# [Required work]
Count the lines in the entries that contain "road". Say the number and nothing more.

# [Record excerpts]
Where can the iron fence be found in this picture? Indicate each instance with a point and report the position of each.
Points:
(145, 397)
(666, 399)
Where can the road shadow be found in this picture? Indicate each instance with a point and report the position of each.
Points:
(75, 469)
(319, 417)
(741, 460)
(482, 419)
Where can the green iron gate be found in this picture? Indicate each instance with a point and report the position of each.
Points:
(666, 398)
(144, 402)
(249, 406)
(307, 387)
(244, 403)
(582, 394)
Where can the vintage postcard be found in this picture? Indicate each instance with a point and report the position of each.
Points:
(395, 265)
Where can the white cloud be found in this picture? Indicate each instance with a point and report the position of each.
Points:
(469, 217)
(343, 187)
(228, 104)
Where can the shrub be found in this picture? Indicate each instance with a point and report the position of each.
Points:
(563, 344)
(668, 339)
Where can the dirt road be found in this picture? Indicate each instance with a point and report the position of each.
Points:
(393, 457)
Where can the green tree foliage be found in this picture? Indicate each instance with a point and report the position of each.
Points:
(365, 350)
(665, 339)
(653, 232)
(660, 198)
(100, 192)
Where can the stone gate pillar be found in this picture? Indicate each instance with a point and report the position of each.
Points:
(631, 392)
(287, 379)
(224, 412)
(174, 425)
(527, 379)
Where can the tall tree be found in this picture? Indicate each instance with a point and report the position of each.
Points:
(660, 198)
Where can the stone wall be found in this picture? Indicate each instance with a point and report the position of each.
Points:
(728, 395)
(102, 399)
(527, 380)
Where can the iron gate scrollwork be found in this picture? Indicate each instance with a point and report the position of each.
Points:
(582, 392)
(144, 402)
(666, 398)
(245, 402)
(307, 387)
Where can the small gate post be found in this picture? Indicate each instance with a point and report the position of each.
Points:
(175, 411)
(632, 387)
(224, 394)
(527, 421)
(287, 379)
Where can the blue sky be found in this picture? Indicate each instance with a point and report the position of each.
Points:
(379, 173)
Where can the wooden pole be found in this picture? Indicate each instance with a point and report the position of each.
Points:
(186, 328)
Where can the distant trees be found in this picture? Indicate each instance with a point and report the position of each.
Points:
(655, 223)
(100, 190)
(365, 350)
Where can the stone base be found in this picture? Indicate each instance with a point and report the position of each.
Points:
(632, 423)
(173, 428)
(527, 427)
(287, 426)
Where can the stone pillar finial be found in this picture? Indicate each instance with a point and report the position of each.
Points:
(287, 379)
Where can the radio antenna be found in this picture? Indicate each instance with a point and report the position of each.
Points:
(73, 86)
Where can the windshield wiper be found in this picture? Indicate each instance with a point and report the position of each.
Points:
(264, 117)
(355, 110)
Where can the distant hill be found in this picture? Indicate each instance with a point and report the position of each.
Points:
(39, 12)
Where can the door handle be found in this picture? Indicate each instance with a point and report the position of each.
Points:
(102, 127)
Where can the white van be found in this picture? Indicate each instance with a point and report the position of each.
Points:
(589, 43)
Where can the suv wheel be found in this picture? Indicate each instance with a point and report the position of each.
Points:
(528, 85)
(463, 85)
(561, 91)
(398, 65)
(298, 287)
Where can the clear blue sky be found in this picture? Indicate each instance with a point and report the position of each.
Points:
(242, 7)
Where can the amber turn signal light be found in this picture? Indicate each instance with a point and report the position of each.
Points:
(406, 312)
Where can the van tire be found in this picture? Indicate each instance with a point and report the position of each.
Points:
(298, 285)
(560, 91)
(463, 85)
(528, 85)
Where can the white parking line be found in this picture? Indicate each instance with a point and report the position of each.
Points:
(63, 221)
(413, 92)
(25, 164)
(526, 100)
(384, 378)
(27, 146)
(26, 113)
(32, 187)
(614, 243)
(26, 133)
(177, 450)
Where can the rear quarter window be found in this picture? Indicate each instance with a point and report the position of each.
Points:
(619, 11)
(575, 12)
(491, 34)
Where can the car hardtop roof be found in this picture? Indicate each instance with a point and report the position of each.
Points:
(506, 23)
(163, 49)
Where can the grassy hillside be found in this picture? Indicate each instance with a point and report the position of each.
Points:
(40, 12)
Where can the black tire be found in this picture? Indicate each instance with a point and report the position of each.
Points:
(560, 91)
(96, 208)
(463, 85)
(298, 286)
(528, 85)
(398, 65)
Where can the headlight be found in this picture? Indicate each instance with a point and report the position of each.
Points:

# [Solution]
2